I just read an article (thanks to @ProFootballTalk) on Rickie Harris, the former Washington Redskins player who was arrested for DUI in December 2010. Harris’ attorneys tried to argue that dementia caused by repeated hits during his NFL career was the cause of his “erratic driving – if not drinking” – the night he was arrested. The judge ultimately ruled that dementia was not a defense to being arrested for DUI and Harris will now spend six months in jail because it was his third offense in five years in Virginia.
I realize public opinion may be that it is ridiculous for Harris’ attorneys to argue dementia, especially in light of the recent controversy involving the NFL and head injuries (including a law suit by former NFL players against the NFL for head injuries, which Harris’ family says he may join). This is not only insulting to those whose lives may have been affected by a drunk driver but also to former NFL players who suffer from serious medical problems.
However, to explain to those who may not know and to refine my own understanding of the law, I’d like to offer a general overview of arguments that may be used to reduce a sentence for a DUI conviction or return a verdict of not guilty by reason of insanity.
The general idea when arguing for a defendant who committed a crime under the influence of alcohol or drugs is that he lacked the mental capacity to be held accountable for his actions. The defendant must know or should know that alcohol or drugs will impair their ability to function and therefore if they consume it voluntarily, must be held accountable.
An exception to that rule is if the defendant is being charged with a specific intent crime. A specific intent crime is one in which not only did the defendant intend to commit the actual physical act, but also intended to cause the specific harm that occurred from his action. In that situation, the defendant will argue that because he was drunk or high, he lacked the sufficient mental capacity to form the intent to cause the specific harm. Arguing in this manner is not a complete defense because the attorney is only proving the defendant did not intend for the specific harm to occur, not that the defendant did not commit the physical act. It would likely lead to a reduced sentence.

■ **Description of the task**
Copy the passage of the DUI defense text that begins at the words "I realize public" and stops after the words "reason of insanity.". The records are separate from the text and have no connection to it.

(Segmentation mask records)
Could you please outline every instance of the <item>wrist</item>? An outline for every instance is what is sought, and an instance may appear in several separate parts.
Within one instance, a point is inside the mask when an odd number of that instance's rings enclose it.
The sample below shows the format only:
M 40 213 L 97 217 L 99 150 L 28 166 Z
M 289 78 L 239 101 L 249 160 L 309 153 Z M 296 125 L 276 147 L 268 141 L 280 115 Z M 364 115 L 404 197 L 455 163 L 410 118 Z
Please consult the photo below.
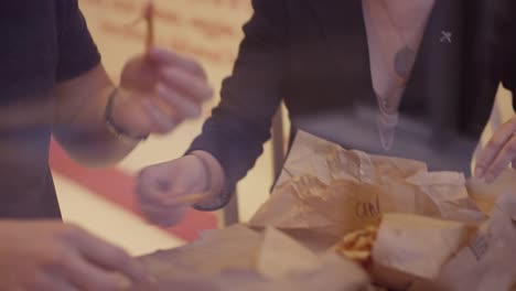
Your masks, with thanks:
M 121 140 L 126 143 L 138 143 L 140 141 L 147 140 L 149 137 L 148 133 L 131 132 L 123 127 L 122 123 L 117 121 L 116 109 L 118 106 L 117 99 L 120 98 L 121 91 L 118 87 L 114 88 L 109 96 L 106 105 L 106 110 L 104 115 L 104 121 L 108 131 L 118 140 Z
M 217 196 L 223 192 L 225 177 L 224 170 L 218 161 L 208 152 L 194 151 L 190 155 L 195 157 L 204 171 L 203 192 L 211 196 Z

■ **Written reply**
I realize public opinion may be that it is ridiculous for Harris’ attorneys to argue dementia, especially in light of the recent controversy involving the NFL and head injuries (including a law suit by former NFL players against the NFL for head injuries, which Harris’ family says he may join). This is not only insulting to those whose lives may have been affected by a drunk driver but also to former NFL players who suffer from serious medical problems.
However, to explain to those who may not know and to refine my own understanding of the law, I’d like to offer a general overview of arguments that may be used to reduce a sentence for a DUI conviction or return a verdict of not guilty by reason of insanity.